▶ GIVEN ENTRIES

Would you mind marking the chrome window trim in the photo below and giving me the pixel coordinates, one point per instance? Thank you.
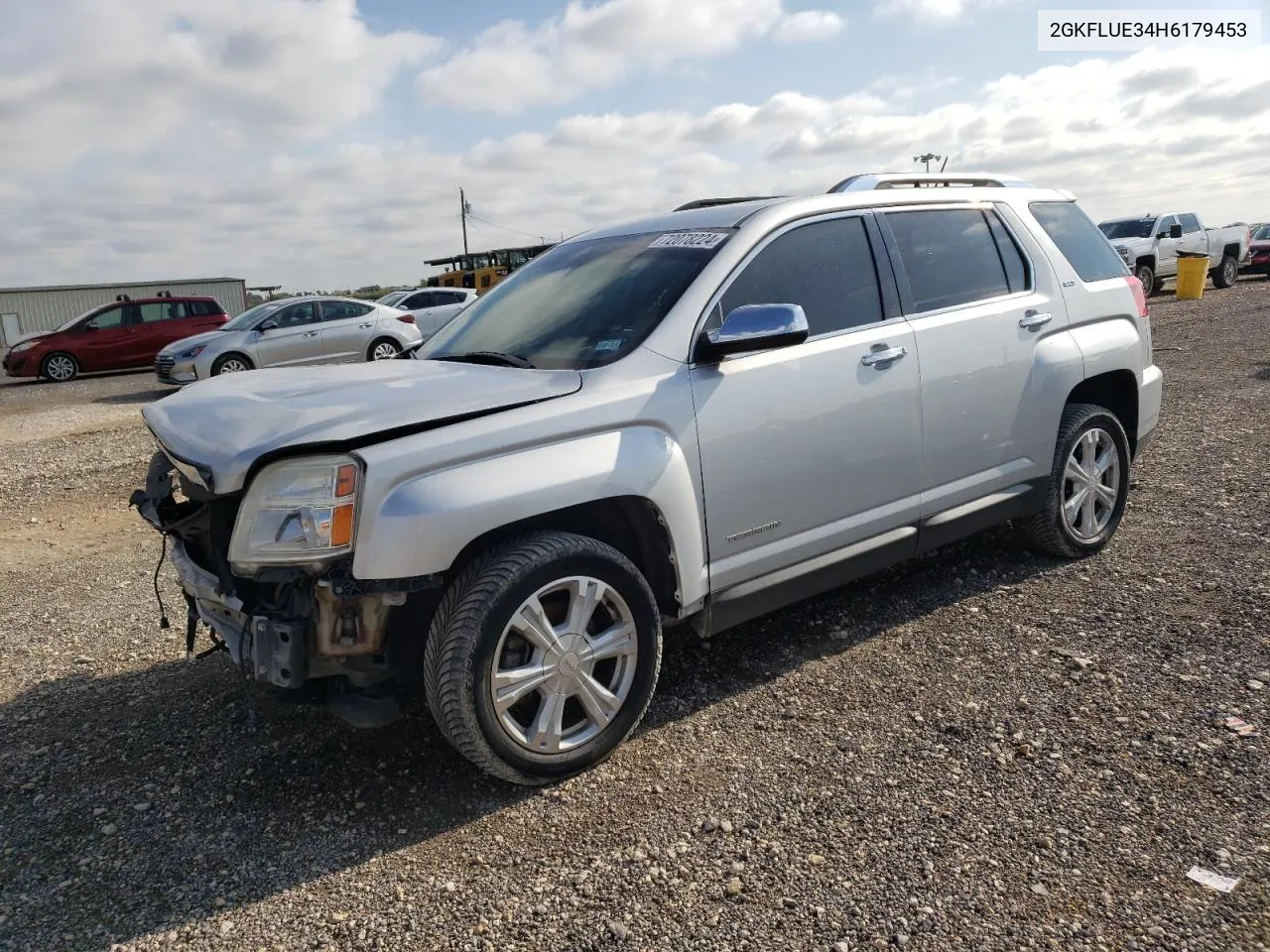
(756, 249)
(989, 208)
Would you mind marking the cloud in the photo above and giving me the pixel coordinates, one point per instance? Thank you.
(372, 211)
(808, 26)
(515, 64)
(189, 75)
(933, 13)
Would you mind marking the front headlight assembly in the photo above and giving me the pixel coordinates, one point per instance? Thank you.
(298, 512)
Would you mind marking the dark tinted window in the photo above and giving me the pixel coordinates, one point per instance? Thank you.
(949, 257)
(153, 312)
(1080, 241)
(825, 267)
(343, 309)
(108, 318)
(1017, 276)
(296, 315)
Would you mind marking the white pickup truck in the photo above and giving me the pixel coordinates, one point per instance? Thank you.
(1150, 245)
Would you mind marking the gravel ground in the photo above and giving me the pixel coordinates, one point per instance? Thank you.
(979, 751)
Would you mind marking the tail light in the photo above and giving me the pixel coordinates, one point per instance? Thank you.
(1138, 295)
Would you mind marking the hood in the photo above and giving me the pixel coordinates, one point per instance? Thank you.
(194, 340)
(32, 338)
(225, 424)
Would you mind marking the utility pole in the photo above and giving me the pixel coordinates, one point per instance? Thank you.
(928, 159)
(463, 209)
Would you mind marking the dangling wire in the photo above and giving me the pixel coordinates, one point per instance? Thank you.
(163, 612)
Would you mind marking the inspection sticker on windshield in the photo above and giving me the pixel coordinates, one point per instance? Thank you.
(690, 239)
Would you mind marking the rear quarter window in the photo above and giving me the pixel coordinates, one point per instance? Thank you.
(1080, 240)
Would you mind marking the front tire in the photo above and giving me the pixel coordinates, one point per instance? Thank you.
(230, 363)
(382, 349)
(1146, 275)
(60, 367)
(1225, 273)
(543, 656)
(1088, 485)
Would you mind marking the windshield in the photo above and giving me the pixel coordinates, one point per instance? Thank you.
(583, 303)
(1129, 227)
(252, 315)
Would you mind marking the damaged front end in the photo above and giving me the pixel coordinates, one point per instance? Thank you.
(268, 570)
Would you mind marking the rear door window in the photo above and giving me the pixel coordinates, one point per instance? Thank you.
(1084, 248)
(951, 258)
(343, 309)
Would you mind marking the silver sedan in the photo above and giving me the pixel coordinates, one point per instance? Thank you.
(289, 333)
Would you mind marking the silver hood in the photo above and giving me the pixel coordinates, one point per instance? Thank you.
(194, 340)
(220, 426)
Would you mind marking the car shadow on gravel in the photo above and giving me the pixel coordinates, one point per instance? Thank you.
(137, 802)
(141, 397)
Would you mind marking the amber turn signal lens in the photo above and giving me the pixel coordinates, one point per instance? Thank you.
(341, 526)
(345, 480)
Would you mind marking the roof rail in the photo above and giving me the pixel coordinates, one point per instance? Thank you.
(933, 179)
(708, 202)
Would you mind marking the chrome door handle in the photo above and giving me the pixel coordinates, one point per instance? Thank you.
(875, 357)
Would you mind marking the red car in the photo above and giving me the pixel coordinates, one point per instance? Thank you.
(1259, 252)
(113, 336)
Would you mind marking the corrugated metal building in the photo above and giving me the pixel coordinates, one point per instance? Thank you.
(30, 309)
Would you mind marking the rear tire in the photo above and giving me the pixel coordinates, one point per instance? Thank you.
(230, 363)
(60, 367)
(382, 349)
(1225, 273)
(1088, 485)
(508, 669)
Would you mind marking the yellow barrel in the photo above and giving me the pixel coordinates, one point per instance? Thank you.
(1192, 276)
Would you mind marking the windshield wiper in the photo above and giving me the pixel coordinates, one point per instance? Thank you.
(495, 357)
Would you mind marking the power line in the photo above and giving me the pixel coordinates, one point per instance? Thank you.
(503, 227)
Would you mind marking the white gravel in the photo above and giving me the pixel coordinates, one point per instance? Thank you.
(979, 751)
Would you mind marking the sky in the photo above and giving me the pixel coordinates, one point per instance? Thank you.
(321, 144)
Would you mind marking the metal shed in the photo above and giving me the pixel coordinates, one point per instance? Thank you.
(30, 309)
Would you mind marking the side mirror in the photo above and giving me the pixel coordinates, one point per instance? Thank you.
(408, 353)
(753, 327)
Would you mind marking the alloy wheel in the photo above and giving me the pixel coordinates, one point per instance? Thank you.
(564, 665)
(60, 367)
(1091, 484)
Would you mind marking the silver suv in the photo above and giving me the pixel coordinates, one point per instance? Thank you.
(691, 419)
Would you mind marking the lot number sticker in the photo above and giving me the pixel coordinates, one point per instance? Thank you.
(690, 239)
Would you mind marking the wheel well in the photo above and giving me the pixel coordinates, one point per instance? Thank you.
(227, 354)
(1118, 393)
(630, 525)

▶ EXERCISE REQUIREMENTS
Omit the pictures and give the material again, exactly and in full.

▶ FULL ANSWER
Would you mind marking the chrome window trim in the photo below and giving me the pixel coordinates, one point per instance? Thank you.
(756, 249)
(989, 208)
Would you mind marking the cloud in the photo above and giving me the pixel coordinates, one point per instance? Thank you.
(372, 211)
(808, 26)
(515, 64)
(189, 75)
(933, 13)
Would you mind marking the front headlight assembly in the photo above and giving me the pixel coordinates, one point per instance? Thank you.
(298, 512)
Would you mind marking the dark tinted window in the photo above and giving me the pixel coordinates, one point per instance? Thank you.
(949, 257)
(153, 312)
(1080, 241)
(825, 267)
(343, 309)
(108, 318)
(1017, 276)
(296, 315)
Would you mind marking the white pickup truck in the photo above and giving me the pixel coordinates, one point per instance? Thank you.
(1150, 245)
Would you mind marking the gravel ground in the photo above and giving me the pixel coordinates, one point per instance? Thank you.
(979, 751)
Would you mind marking the tail light in the photo above and giving me the pixel coordinates, one point per instance? Thank you.
(1138, 295)
Would you mind marking the hood in the photo above and giving me the pixel coordinates, one point per instance? Thank you.
(194, 340)
(32, 338)
(225, 424)
Would you mind marking the utility pole in the photo above and giving me the pixel coordinates, one point per instance? Thank you.
(928, 159)
(463, 209)
Would you mind marking the dangling wire in the photo above and giving me the pixel coordinates, one point per instance? Thank you.
(163, 612)
Would you mind marking the inspection sticker on windshield in the photo above and giving me the pixel coordinates, one point per instance? Thank you.
(690, 239)
Would you mind marking the rear quarter window in the photo above and giving me the pixel coordinates, one point per instance? Thank you.
(1080, 240)
Would you mind marking the front tire in the photo above and giving me the pixel coordinates, one point per instance? Thank you.
(230, 363)
(382, 349)
(1146, 275)
(60, 367)
(1225, 273)
(543, 656)
(1088, 485)
Would you mind marking the windshield in the photo above and giving me the pixel coordinates, one point per instance? Thank you.
(583, 303)
(1129, 227)
(252, 315)
Would you mind marking the damaged front end in the photo above and giving me the pixel coordinates, one point per instance? Thank you.
(268, 570)
Would you mind marking the rear door window in the photo above and giving me the pixel coordinates, one point per instance? Thank you.
(1084, 248)
(951, 258)
(343, 309)
Would you mind marking the silver sedan in the photo above and giving me the pixel coordinates, one point per instance? Thank you.
(289, 333)
Would you mind marking the silver hood in the photo above and giving me the pixel coordinates, one point per instance? Thank you.
(194, 340)
(220, 426)
Would you mind marking the car shadow on gravel in the photo above and giving me the pixel coordinates, one point per instance? Thank you.
(137, 802)
(141, 397)
Would you mind marking the amber turn signal lens in the photo above and giving me the pixel coordinates, one point per instance? Thank you.
(341, 526)
(345, 480)
Would you mind marking the roof rail in the photo above and giving me the pixel coordinates, one point per instance? Thank you.
(933, 179)
(708, 202)
Would you mind marking the chrome door handle in the photo above and giving me the pixel coordinates, one point per instance? Thank you.
(875, 357)
Would you mind marking the red car in the photo above and giving me the pixel coordinates, one point per instance? Thank you.
(1259, 252)
(113, 336)
Would you mind marking the corrugated metal building in the photo above and giving me the pixel coordinates, one point per instance? Thank you.
(30, 309)
Would you mind marking the rear tire in the photo above and giving me the pixel coordinates, one point per instance? Thank you.
(230, 363)
(60, 367)
(382, 349)
(1225, 273)
(1088, 485)
(508, 669)
Would you mind marking the yellow barrel in the photo above and giving me the pixel coordinates, one point per instance? Thank you.
(1192, 276)
Would you mind marking the windshield wiper in the photo above and giving me the pixel coordinates, one point per instance? Thank you.
(495, 357)
Would you mind marking the power line in the photo above and giving me the pixel coordinates, one point per instance? Thank you.
(503, 227)
Would you mind marking the white gravel in the photo above and giving me the pixel coordinates, one point per instance? Thank you.
(979, 751)
Would you mind marking the sky in the photo above and giving me the pixel coordinates, one point per instance? Thank you.
(321, 144)
Would you mind marking the metal shed in the photo above and giving me the pixel coordinates, one point per instance? Thank you.
(30, 309)
Would you mind marking the side mirror in the photo above and giving me the pixel coordinates, one point per instance? Thank you.
(408, 353)
(753, 327)
Would you mind marking the alloy wheel in the photo above and giving me the pixel coordinates, one point per instance? Thank you.
(564, 665)
(60, 367)
(1091, 484)
Would you mind marking the silver suv in the photo above and giving me the pixel coordinates, one point per instance? Thank you.
(691, 419)
Would you mind marking the lot number sticker in the photo above and giving me the pixel coordinates, one point per instance? Thank you.
(690, 239)
Would you mind marking the wheel well in the photo above and giving me the pixel coordinates, one point per instance? Thank you.
(227, 354)
(1118, 393)
(630, 525)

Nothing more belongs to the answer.